▶ **ABOUT THIS EXERCISE**: Starting at the line with "box: [776, 689, 801, 757]" and going on through the line with "623L53 627L72 661L71", reproduce each line in the records below exactly and nothing more.

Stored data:
..............................
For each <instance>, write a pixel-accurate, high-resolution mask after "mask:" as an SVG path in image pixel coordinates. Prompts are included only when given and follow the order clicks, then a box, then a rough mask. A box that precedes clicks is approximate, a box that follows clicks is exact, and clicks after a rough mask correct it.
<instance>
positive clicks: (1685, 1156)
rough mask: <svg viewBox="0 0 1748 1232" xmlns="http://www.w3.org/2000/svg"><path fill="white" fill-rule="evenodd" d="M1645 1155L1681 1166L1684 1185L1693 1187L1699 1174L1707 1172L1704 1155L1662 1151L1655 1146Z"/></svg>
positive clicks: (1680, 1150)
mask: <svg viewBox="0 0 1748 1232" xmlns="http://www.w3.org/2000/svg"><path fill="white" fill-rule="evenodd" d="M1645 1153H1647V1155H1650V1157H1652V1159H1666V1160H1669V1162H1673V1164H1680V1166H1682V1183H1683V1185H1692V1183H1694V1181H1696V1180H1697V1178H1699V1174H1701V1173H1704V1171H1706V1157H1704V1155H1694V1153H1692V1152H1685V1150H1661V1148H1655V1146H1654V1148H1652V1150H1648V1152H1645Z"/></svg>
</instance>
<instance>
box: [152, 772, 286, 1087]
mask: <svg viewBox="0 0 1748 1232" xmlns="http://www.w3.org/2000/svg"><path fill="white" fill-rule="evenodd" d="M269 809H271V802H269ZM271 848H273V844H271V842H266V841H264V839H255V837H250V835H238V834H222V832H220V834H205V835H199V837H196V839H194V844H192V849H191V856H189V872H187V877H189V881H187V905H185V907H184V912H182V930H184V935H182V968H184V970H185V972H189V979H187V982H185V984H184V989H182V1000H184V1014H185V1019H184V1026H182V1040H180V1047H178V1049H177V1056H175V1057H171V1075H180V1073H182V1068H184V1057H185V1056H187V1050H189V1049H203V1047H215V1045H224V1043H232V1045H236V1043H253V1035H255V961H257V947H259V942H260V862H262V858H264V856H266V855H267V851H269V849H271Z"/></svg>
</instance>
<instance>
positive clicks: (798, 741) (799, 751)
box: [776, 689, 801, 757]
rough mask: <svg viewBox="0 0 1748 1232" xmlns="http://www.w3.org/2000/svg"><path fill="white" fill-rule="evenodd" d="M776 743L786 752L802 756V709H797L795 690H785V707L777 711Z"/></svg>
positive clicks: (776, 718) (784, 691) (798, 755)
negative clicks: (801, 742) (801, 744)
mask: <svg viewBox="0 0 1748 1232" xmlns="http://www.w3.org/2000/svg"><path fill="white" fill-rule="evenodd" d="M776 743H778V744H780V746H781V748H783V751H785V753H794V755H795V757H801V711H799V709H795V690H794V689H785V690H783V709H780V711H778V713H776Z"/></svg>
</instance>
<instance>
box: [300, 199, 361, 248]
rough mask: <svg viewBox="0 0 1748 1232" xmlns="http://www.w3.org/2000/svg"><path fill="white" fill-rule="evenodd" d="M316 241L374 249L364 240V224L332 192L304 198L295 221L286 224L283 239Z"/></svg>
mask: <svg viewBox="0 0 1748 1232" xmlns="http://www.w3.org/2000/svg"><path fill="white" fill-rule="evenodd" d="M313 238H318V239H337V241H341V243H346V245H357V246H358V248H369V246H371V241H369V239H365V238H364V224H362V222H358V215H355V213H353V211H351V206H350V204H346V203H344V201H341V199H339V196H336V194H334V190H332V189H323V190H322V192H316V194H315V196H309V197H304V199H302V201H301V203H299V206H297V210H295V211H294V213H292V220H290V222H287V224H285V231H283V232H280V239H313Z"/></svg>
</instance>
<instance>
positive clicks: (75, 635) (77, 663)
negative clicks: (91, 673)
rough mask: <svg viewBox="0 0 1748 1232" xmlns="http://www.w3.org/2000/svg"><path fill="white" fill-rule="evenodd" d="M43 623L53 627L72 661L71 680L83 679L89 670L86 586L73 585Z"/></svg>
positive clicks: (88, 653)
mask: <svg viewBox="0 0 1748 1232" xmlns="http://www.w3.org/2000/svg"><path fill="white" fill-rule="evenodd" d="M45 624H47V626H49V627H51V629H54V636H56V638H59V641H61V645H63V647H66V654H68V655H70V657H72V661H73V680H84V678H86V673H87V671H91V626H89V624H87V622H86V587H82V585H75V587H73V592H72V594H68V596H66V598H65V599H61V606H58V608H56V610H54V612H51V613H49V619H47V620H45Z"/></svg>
..............................
▶ **RESPONSE TO THIS EXERCISE**:
box: [776, 689, 801, 757]
rough mask: <svg viewBox="0 0 1748 1232" xmlns="http://www.w3.org/2000/svg"><path fill="white" fill-rule="evenodd" d="M776 743L786 752L802 756V709H797L795 690H785V707L777 711Z"/></svg>
positive clicks: (776, 718) (784, 691) (798, 755)
negative clicks: (801, 742) (801, 744)
mask: <svg viewBox="0 0 1748 1232" xmlns="http://www.w3.org/2000/svg"><path fill="white" fill-rule="evenodd" d="M776 743H778V744H780V746H781V748H783V751H785V753H794V755H795V757H801V711H799V709H795V690H794V689H785V690H783V709H780V711H778V713H776Z"/></svg>
</instance>
<instance>
box: [300, 199, 361, 248]
rough mask: <svg viewBox="0 0 1748 1232" xmlns="http://www.w3.org/2000/svg"><path fill="white" fill-rule="evenodd" d="M316 241L374 249L364 240V224L332 192L304 198L295 221L286 224L283 239Z"/></svg>
mask: <svg viewBox="0 0 1748 1232" xmlns="http://www.w3.org/2000/svg"><path fill="white" fill-rule="evenodd" d="M313 238H318V239H337V241H341V243H346V245H357V246H358V248H369V246H371V241H369V239H365V238H364V224H362V222H358V215H355V213H353V211H351V206H350V204H346V203H344V201H341V199H339V196H336V194H334V190H332V189H323V190H322V192H316V194H315V196H309V197H304V199H302V201H301V203H299V206H297V210H295V211H294V213H292V220H290V222H287V224H285V231H283V232H280V239H313Z"/></svg>
</instance>
<instance>
positive clicks: (75, 635) (77, 663)
negative clicks: (91, 673)
rough mask: <svg viewBox="0 0 1748 1232" xmlns="http://www.w3.org/2000/svg"><path fill="white" fill-rule="evenodd" d="M43 623L53 627L72 661L71 680L83 679L89 670L86 586L73 585Z"/></svg>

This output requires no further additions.